» **GOAL OF THE EXERCISE**
Find every line in the records below that contains the word "pole", matching case, and copy each of those lines.

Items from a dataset
§ §
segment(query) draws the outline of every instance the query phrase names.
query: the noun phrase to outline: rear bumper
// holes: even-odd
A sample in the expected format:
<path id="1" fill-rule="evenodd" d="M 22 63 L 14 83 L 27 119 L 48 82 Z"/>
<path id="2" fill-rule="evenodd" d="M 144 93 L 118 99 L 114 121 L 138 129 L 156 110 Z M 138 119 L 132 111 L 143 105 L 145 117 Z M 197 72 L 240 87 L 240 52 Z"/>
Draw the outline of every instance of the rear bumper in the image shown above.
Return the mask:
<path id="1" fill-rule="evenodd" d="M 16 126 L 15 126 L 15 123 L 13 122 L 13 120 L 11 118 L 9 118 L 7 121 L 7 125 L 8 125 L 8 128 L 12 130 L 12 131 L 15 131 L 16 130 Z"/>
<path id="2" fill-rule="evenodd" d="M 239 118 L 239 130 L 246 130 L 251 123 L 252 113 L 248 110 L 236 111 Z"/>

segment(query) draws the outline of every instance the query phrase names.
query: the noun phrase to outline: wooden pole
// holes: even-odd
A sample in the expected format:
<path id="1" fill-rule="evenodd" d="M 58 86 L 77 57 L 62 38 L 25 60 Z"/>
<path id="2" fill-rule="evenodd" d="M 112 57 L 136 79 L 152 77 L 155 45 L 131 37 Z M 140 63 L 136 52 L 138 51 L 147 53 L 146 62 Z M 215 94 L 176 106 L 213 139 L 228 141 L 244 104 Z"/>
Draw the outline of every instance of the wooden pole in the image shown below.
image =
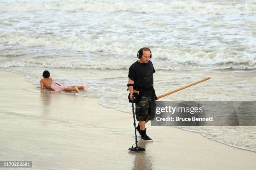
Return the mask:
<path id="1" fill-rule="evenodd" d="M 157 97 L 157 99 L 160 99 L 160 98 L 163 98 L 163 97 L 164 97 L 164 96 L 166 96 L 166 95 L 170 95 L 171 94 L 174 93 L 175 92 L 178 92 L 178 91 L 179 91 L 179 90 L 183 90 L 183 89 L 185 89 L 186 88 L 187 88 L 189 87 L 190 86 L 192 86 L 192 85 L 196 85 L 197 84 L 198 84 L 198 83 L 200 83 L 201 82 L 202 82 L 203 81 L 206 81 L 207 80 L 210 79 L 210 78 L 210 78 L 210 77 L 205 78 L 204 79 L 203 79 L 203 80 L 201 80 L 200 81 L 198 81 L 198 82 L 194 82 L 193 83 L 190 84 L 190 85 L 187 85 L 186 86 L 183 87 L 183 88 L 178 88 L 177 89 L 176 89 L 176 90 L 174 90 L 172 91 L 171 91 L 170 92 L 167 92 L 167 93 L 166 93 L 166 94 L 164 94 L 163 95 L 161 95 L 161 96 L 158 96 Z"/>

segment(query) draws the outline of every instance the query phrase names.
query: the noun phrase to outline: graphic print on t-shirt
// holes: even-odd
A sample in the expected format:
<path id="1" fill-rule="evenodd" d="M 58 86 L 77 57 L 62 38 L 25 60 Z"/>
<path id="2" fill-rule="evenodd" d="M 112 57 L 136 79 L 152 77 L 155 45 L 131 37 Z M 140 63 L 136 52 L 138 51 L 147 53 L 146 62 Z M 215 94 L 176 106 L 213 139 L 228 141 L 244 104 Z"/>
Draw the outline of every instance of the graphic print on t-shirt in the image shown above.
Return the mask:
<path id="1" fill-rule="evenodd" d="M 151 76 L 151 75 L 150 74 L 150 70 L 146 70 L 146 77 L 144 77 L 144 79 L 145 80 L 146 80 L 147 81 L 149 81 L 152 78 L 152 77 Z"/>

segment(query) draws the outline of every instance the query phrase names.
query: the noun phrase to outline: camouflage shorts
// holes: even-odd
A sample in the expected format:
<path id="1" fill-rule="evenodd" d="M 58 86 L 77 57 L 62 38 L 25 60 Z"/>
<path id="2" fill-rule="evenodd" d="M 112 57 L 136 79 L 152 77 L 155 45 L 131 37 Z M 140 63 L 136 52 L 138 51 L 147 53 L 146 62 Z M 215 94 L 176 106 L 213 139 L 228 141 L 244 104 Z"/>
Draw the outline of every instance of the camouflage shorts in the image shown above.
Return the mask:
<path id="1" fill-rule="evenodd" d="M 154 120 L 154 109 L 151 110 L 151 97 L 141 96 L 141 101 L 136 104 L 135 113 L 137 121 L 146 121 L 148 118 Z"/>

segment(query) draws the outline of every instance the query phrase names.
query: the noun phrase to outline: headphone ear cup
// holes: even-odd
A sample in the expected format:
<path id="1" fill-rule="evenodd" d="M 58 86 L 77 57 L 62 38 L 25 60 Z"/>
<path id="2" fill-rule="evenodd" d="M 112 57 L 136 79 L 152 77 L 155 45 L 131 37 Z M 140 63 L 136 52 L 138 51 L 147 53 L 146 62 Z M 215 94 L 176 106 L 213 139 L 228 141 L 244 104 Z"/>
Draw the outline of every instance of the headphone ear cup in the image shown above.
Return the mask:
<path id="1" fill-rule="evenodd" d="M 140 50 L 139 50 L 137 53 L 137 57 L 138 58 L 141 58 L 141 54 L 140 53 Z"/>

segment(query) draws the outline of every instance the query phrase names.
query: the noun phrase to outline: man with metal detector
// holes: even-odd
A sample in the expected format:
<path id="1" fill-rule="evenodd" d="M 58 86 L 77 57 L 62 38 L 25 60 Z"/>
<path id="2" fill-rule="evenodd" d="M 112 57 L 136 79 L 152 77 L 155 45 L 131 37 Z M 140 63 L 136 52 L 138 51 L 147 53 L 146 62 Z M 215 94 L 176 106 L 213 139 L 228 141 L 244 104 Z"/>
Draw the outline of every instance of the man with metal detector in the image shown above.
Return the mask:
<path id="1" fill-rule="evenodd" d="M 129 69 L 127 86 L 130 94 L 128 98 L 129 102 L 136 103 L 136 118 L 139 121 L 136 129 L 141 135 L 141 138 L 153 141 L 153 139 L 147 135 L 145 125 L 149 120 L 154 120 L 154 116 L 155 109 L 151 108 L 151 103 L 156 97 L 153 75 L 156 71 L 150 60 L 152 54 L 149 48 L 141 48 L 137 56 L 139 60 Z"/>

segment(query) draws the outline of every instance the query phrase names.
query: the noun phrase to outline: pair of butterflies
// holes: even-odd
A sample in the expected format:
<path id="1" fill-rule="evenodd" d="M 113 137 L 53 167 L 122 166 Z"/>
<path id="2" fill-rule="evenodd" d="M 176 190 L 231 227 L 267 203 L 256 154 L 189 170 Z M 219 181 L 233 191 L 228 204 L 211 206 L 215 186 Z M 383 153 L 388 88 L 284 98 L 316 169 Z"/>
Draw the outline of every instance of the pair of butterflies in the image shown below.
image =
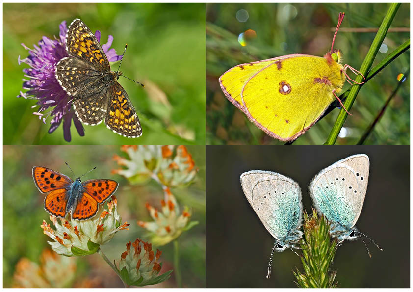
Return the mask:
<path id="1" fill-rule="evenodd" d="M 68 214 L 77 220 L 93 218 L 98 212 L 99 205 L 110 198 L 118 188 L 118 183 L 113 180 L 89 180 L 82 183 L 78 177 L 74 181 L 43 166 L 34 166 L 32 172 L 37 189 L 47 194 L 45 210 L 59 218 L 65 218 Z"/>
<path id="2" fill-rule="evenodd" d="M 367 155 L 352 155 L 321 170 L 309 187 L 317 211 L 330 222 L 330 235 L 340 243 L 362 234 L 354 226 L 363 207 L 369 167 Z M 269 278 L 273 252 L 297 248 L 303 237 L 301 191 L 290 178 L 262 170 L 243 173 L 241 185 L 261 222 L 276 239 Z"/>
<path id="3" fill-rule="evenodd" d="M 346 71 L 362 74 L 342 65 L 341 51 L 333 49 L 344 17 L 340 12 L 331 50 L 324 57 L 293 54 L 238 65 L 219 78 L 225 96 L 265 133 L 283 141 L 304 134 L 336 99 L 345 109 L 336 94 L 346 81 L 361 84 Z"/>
§ §
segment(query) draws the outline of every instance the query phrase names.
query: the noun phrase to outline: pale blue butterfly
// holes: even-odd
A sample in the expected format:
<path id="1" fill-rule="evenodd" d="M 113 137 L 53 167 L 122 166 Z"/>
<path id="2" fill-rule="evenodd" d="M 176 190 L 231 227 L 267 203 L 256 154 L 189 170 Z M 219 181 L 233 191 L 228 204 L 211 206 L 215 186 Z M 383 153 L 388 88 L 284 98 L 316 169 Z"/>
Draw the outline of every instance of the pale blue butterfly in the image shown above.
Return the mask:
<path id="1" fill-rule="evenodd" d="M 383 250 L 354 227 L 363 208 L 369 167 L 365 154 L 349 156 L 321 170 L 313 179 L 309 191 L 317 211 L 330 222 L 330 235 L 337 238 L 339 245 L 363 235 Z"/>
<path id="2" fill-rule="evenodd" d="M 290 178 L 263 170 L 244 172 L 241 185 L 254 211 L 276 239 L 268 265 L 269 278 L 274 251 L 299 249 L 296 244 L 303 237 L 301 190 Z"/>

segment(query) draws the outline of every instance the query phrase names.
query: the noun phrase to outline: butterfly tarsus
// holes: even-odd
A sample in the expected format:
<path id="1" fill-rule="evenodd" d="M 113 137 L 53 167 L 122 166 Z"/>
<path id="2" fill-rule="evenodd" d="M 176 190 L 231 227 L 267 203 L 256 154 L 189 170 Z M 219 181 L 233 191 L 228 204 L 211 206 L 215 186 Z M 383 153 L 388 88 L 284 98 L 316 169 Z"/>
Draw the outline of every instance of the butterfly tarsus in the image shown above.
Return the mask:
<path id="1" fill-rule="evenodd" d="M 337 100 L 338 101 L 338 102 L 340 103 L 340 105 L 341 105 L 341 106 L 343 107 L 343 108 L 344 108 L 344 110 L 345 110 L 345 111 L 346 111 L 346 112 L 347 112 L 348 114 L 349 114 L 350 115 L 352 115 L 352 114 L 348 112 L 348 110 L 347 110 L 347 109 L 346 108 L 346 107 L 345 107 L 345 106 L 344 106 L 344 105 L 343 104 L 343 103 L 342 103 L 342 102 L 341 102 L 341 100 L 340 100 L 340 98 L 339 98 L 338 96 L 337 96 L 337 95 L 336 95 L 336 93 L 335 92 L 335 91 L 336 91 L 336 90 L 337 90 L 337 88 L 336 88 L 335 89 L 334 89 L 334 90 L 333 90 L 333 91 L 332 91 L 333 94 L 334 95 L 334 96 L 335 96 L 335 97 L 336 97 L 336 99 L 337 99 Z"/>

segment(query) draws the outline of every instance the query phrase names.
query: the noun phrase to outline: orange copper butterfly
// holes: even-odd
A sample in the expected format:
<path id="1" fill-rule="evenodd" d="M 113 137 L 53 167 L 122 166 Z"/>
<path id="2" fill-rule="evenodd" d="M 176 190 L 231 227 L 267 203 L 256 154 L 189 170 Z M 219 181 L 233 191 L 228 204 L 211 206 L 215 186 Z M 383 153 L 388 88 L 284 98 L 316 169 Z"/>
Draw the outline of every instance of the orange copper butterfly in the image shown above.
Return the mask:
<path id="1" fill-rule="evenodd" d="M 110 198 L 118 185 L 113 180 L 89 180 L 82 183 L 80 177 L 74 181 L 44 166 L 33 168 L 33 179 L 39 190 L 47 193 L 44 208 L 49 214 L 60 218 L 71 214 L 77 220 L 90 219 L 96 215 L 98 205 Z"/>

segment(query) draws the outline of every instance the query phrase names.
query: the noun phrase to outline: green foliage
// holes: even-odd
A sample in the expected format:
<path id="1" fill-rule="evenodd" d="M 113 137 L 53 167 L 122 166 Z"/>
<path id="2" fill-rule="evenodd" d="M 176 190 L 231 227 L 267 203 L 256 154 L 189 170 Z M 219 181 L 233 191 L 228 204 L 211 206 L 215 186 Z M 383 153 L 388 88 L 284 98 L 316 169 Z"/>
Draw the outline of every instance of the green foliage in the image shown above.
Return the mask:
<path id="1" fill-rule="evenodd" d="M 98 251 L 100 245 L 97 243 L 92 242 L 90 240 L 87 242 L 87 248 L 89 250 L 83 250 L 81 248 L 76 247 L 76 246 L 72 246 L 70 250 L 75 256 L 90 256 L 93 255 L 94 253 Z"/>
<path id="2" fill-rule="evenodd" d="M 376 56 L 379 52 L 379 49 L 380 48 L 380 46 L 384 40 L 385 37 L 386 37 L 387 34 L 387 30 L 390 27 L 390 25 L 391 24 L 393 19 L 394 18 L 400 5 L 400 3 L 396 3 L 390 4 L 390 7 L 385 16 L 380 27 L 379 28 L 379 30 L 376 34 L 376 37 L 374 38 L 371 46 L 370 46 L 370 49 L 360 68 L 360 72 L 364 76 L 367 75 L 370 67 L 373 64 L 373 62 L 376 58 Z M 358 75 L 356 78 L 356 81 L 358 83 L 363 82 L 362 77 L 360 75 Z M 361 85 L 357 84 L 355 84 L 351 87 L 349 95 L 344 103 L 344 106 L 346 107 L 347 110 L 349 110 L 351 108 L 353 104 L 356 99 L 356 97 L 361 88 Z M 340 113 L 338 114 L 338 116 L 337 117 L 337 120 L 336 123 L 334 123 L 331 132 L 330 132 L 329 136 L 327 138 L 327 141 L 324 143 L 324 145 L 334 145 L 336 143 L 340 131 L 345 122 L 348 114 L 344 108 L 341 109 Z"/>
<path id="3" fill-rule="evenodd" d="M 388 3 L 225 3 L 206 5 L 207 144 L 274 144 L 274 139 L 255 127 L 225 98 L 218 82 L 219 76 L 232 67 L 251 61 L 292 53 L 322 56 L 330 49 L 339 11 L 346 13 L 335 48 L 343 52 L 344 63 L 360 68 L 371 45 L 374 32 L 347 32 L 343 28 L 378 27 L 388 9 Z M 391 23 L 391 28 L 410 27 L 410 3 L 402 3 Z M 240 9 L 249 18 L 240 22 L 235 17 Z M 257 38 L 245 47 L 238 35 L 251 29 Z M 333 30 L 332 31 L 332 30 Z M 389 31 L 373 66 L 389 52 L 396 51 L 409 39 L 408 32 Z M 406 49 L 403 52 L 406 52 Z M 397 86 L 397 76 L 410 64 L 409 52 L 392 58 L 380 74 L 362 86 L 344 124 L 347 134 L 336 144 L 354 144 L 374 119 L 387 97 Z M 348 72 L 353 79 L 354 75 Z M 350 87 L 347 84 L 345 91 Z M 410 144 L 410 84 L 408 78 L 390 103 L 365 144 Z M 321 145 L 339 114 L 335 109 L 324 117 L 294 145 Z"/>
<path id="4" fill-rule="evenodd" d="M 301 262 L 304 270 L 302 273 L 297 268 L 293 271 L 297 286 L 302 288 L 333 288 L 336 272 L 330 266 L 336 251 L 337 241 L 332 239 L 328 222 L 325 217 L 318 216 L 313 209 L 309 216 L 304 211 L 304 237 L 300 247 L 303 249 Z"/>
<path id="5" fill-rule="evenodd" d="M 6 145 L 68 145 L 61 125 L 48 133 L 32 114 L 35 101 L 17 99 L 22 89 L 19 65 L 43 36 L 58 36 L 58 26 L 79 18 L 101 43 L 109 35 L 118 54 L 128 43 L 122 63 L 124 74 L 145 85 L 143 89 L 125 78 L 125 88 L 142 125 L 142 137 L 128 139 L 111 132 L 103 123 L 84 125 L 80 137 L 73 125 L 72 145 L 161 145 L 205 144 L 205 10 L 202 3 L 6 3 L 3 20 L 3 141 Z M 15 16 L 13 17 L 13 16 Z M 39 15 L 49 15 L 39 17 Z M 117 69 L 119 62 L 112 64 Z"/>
§ §
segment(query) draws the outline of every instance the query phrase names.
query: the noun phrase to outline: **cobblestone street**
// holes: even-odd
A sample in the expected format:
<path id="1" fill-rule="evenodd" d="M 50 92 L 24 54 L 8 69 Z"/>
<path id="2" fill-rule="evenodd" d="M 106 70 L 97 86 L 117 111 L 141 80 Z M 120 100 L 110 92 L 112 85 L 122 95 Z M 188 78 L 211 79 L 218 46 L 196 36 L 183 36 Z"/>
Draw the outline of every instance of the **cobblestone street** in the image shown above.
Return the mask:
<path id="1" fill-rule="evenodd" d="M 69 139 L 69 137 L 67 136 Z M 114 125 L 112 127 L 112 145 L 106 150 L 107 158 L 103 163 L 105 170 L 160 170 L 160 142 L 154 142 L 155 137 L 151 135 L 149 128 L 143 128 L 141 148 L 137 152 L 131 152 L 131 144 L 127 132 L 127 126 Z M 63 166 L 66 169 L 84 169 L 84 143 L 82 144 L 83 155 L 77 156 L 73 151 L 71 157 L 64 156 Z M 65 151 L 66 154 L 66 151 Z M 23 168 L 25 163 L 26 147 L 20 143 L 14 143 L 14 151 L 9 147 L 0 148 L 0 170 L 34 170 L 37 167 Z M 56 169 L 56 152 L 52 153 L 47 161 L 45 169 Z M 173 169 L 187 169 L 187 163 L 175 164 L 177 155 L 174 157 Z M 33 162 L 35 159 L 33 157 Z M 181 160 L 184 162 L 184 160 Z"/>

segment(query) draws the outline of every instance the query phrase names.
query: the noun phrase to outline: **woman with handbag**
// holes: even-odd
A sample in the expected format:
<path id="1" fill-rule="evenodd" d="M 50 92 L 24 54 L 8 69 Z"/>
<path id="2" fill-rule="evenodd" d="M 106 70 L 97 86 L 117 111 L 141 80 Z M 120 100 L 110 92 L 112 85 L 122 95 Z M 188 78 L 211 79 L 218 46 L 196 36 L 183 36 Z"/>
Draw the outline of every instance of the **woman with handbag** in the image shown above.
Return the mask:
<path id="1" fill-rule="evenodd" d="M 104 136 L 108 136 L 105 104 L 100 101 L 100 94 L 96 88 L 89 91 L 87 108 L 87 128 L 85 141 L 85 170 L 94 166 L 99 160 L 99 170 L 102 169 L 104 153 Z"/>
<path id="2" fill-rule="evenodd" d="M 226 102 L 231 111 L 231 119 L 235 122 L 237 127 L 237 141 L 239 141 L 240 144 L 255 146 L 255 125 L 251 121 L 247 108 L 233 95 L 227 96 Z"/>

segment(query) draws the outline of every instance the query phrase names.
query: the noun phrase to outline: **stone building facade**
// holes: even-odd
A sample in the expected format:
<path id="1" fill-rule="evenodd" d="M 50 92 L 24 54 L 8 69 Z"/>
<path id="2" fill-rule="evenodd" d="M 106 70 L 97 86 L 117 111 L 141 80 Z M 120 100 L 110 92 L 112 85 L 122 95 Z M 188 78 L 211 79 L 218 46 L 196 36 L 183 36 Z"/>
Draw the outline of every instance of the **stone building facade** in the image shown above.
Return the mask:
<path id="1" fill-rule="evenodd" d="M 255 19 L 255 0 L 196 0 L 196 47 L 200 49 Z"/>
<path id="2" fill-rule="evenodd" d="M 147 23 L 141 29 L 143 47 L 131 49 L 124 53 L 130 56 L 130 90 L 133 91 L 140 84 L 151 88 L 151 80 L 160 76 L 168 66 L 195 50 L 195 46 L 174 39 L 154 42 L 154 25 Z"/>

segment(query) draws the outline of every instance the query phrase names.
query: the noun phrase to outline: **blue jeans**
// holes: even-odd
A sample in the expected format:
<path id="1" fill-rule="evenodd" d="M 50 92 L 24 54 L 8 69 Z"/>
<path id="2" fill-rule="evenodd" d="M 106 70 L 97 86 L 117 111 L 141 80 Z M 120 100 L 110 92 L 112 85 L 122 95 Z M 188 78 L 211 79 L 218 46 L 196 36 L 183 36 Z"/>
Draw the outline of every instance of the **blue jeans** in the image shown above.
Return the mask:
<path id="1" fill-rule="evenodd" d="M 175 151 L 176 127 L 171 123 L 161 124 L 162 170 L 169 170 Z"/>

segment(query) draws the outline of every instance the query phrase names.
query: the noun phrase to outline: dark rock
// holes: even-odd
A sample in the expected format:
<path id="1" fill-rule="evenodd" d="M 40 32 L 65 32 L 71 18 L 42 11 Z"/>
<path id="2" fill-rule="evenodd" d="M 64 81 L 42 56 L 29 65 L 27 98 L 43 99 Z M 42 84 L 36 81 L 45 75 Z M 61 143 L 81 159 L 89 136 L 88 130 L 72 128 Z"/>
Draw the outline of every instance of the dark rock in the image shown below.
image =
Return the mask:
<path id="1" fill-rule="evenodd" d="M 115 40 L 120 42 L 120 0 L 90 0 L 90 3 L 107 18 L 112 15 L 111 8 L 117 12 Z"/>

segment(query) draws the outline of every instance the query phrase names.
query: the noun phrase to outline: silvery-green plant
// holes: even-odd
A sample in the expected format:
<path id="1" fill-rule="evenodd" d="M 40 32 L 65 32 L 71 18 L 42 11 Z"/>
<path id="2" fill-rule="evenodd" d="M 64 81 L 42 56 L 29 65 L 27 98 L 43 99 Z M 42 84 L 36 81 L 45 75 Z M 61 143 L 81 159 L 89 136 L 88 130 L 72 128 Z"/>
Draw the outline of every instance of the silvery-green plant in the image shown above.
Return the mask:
§ §
» **FINISHED TASK**
query: the noun phrase to outline: wooden pole
Draw the outline of every instance of the wooden pole in the image shown below.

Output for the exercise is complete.